- INPUT
★ ★ ★ ★ ★

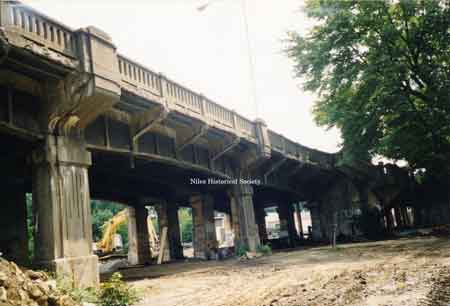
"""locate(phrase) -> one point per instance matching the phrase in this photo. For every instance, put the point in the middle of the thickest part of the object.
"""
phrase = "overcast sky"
(207, 51)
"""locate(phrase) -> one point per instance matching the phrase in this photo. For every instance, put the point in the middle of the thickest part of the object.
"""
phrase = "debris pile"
(28, 288)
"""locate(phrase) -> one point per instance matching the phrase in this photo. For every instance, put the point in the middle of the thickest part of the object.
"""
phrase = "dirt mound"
(441, 231)
(28, 288)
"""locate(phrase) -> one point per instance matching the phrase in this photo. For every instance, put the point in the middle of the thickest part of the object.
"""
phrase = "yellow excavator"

★ ★ ★ ★ ★

Reproduce all of the records above verbatim, omitting the pictures.

"""locate(phrase) -> one point per instance matching the phrase in this photo. For every instance, put the point in the middle of the thickest part of the object.
"""
phrase = "overcast sky"
(207, 51)
"""locate(phrase) -> one point per instance matching the phrase in this photo. For every instance, put the point in the middle of the thickest part of the object.
"""
phrase = "debris pile"
(28, 288)
"""locate(phrase) -> one point per instance matching the phrase in this photo. For every instance, put the point in the middle of the thickest part of the object.
"""
phrase = "dirt mound"
(441, 231)
(28, 288)
"""locate(phrase) -> one point per instance matching the phrase in this photo. For every instance, put the point in the middle of the thickest part of the object.
"""
phrase = "yellow excavator"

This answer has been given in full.